── Data
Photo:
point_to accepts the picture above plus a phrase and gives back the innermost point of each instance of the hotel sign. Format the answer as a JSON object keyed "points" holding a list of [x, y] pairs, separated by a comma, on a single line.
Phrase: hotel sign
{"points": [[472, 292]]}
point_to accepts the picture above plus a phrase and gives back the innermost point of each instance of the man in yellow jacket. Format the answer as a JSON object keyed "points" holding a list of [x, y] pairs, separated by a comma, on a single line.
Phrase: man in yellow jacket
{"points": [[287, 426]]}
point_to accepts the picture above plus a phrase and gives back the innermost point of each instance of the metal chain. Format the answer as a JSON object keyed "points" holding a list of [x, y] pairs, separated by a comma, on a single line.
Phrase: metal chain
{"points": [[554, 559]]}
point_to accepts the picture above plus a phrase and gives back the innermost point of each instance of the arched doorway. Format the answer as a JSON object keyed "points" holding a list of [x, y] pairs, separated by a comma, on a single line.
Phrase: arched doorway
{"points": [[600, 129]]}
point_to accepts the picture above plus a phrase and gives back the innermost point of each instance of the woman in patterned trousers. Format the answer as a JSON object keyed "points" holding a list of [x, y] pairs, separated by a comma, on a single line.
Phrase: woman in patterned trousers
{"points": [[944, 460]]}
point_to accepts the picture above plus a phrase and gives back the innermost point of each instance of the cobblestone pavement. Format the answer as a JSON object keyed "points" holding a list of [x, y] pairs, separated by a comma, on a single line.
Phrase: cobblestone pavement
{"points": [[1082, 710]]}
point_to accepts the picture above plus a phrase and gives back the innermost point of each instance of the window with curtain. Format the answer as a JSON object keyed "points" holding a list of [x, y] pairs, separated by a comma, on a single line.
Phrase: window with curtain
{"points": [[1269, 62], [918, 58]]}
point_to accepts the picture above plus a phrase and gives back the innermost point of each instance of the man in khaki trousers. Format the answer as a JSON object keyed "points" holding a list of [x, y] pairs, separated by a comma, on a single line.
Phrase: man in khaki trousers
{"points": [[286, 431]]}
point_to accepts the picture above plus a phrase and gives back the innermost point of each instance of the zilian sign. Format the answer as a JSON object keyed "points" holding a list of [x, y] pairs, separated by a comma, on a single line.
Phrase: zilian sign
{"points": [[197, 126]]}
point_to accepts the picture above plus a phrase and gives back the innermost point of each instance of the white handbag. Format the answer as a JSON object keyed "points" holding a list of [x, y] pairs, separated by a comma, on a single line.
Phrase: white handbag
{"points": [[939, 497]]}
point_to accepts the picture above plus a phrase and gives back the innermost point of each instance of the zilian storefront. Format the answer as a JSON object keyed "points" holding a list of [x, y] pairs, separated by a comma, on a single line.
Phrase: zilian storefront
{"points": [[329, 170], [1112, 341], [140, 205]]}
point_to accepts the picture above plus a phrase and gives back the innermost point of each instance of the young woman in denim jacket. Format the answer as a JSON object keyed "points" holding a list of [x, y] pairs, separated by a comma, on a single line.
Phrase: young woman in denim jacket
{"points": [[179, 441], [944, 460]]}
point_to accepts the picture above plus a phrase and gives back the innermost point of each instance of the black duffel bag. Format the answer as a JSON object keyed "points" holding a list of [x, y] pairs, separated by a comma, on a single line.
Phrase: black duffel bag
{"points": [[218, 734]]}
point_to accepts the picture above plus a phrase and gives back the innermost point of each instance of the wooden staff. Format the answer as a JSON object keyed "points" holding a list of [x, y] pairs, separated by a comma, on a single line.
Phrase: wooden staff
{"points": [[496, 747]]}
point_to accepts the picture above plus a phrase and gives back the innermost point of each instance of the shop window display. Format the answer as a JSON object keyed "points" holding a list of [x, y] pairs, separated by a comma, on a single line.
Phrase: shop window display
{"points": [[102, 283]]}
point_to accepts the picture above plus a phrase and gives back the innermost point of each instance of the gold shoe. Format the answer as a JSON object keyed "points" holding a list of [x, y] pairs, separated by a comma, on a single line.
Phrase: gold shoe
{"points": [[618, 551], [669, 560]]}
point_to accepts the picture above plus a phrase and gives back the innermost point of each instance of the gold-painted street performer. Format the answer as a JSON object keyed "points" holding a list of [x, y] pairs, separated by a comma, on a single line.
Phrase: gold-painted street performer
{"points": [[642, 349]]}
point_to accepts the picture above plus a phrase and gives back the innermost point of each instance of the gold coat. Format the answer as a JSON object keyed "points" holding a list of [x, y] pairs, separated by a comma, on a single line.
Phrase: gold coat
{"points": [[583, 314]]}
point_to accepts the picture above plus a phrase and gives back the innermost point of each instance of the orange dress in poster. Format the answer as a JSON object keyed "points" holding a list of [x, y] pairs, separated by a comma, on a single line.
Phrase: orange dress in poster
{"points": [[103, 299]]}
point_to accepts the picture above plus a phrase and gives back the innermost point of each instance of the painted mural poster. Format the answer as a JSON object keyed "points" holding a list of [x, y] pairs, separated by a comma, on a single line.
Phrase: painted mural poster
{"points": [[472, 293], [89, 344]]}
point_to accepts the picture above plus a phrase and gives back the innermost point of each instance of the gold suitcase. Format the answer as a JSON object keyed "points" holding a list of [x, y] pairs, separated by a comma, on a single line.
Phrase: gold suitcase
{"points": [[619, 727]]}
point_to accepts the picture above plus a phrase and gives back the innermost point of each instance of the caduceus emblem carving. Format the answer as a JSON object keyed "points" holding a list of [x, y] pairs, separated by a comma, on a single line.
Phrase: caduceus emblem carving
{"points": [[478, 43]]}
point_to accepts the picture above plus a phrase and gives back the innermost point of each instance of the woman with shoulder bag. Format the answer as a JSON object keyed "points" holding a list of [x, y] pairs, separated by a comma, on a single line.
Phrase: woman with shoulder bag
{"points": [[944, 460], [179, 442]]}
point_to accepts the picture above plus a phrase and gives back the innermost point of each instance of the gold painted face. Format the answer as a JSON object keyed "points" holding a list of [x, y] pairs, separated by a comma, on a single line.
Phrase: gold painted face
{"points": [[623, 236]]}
────
## Brief
Repeat all the records. Match each line exactly.

## Response for this exercise
Photo:
point_to accepts the picture above plus a phrase and gives back the innermost point of each instance of the hotel sign. Format the answer as a JSON object keyed "points" holding a list of [x, y] pairs, separated by a comma, on a single line.
Phrase: hotel sign
{"points": [[472, 292]]}
point_to accepts the picture above plus a phrase and gives back the innermost point of each instance of the man in yellow jacket. Format the answer as a JSON object keyed "points" holding a list of [x, y] pairs, separated by a comma, on a single line.
Phrase: man in yellow jacket
{"points": [[287, 426]]}
point_to accepts the picture above plus a phrase and gives back the innermost point of each instance of the metal chain. Format the answer as a JSON object keyed "points" holding a list of [x, y] pairs, separated by a comma, on a single line.
Phrase: metal chain
{"points": [[554, 559]]}
point_to accepts the picture above plus a phrase and gives back the innermost point of each instance of the arched doorway. Format the answer as a JSON object keyed "points" holding a list of [x, y] pairs, separated by a comma, on a single line.
Phrase: arched doorway
{"points": [[600, 129]]}
point_to accepts the picture above plus a phrase and gives back the innermost point of each instance of the woman in patterned trousers. Format the answer as a JSON object keyed "points" holding a list of [x, y] pairs, separated by a comma, on a single line.
Phrase: woman in patterned trousers
{"points": [[944, 460]]}
point_to accepts the picture above plus a phrase and gives back the innermost point of each instance of the cobblestone pavement. Format the answer as a JSON object keyed "points" holding a list of [x, y] pairs, separated by a comma, on a single line.
Phrase: cobblestone pavement
{"points": [[1082, 710]]}
point_to accepts the picture above plus a phrase and gives back the innermost point of each instance of the window with curtain. Format the answer as a JSON object keyed "points" holding a list of [x, y] pairs, separated by a comma, on a single line.
Phrase: window with curtain
{"points": [[1269, 62], [918, 58]]}
point_to accepts the picture above plus a phrase and gives back the innermost point of each instance of the man in khaki trousers. Format the answer as a JSON object keyed "points" holding a list of [x, y] pairs, separated by a comma, on a single line.
Phrase: man in khaki trousers
{"points": [[286, 431]]}
point_to accepts the picture above plus a phrase and gives back the innermost point of each instance of the zilian sign. Format the answer as a JSON object keyed "points" holding a list of [x, y] pairs, separated by a comma, on a single line.
Phrase: zilian sign
{"points": [[197, 126]]}
point_to accepts the picture above plus a phrase and gives back the innermost point of each instance of the white handbag. Format the answer as a JSON object keyed "points" holding a list of [x, y] pairs, separated by a comma, on a single line.
Phrase: white handbag
{"points": [[939, 497]]}
point_to accepts the picture above plus a phrase and gives back the innermost point of each instance of the zilian storefront. Format the answer as a JSON object keyed "points" holding a list of [x, y] pairs, separated by a comma, on a single line.
Phrase: zilian storefront
{"points": [[329, 170], [1112, 341], [140, 205]]}
point_to accepts the picture above plus a phrase and gives back the innermost point of each instance of the young woman in denim jacket. Format the answer as a JSON object keyed "points" holding a list of [x, y] pairs, separated by a comma, on a single line.
Phrase: young woman in denim jacket
{"points": [[179, 441], [944, 460]]}
point_to accepts the picture above plus a phrase and gives back the innermost point of each instance of the black duffel bag. Format the answer as a JSON object keyed "points" holding a list of [x, y] pairs, separated by a comma, on a single line.
Phrase: black duffel bag
{"points": [[218, 734]]}
point_to accepts the picture above plus a phrase and gives back the innermost point of each instance of the wooden staff. Format the answer as a JSON object keyed "points" holding a list of [x, y] pairs, separated by a comma, on a single line.
Phrase: wooden staff
{"points": [[496, 747]]}
point_to accepts the picture above plus a phrase and gives back the innermost point of each instance of the shop window display. Format the answer as a JSON object keyed "points" holding a list of [x, y] pairs, separated by a comma, on a single line.
Phrase: shop window display
{"points": [[102, 283]]}
point_to accepts the picture above plus a phrase and gives back the innermost point of each instance of the gold shoe. Format the answer as a JSON object keyed "points" holding a list of [x, y] pairs, separated by a comma, on a single line.
Phrase: gold shoe
{"points": [[618, 551], [669, 560]]}
point_to accepts the picture above plus a phrase and gives back the innermost point of each instance of the gold-painted street performer. Format the answer as a JSON object keyed "points" holding a list of [x, y] pairs, separated by a comma, on a single line.
Phrase: gold-painted street performer
{"points": [[642, 349]]}
point_to accepts the picture above plus a phrase and gives back the innermost point of each instance of the gold coat. Format the answer as a JSON object keyed "points" holding a list of [x, y] pairs, separated by a comma, on a single line.
Phrase: gold coat
{"points": [[583, 314]]}
point_to accepts the picture above plus a phrase and gives back the innermost point of each instance of the orange dress in poster. Format the answer as a JSON object keyed "points" holding a list of [x, y] pairs, separated by a comma, on a single line.
Phrase: orange dress in poster
{"points": [[103, 299]]}
point_to accepts the picture above plus a phrase and gives back the innermost point of each instance of the painted mural poster. Format the answer as a JSON object keyed "points" holding a list of [x, y] pairs, separated by a comma, on a single line.
Phrase: painted mural poster
{"points": [[472, 293], [89, 344]]}
point_to accepts the picture above plus a phrase and gives back the innermost point of each instance of the gold suitcase. Format the answer as a JSON object keyed "points" holding a list of [x, y] pairs, separated by a comma, on a single line.
Phrase: gold suitcase
{"points": [[619, 727]]}
point_to accepts the picture above plus a phrase and gives back the innermost point of each instance of the caduceus emblem carving. Format the answer as a JSON object keyed "points" holding a list of [x, y] pairs, separated by a comma, on a single line.
Phrase: caduceus emblem carving
{"points": [[478, 43]]}
point_to accepts the picture above plus a phrase and gives back the innermost point of each instance of the woman with shoulder bag. Format the answer as a JSON object keyed "points" holding a list of [x, y] pairs, separated by a comma, on a single line.
Phrase: woman with shoulder bag
{"points": [[944, 460], [179, 442]]}
point_to accepts the picture above plus a phrase and gives back the innermost point of each instance of the gold painted face. Format the answer as a JSON object keyed "points" holding a list of [x, y] pairs, separated by a comma, on a single line.
Phrase: gold painted face
{"points": [[623, 236]]}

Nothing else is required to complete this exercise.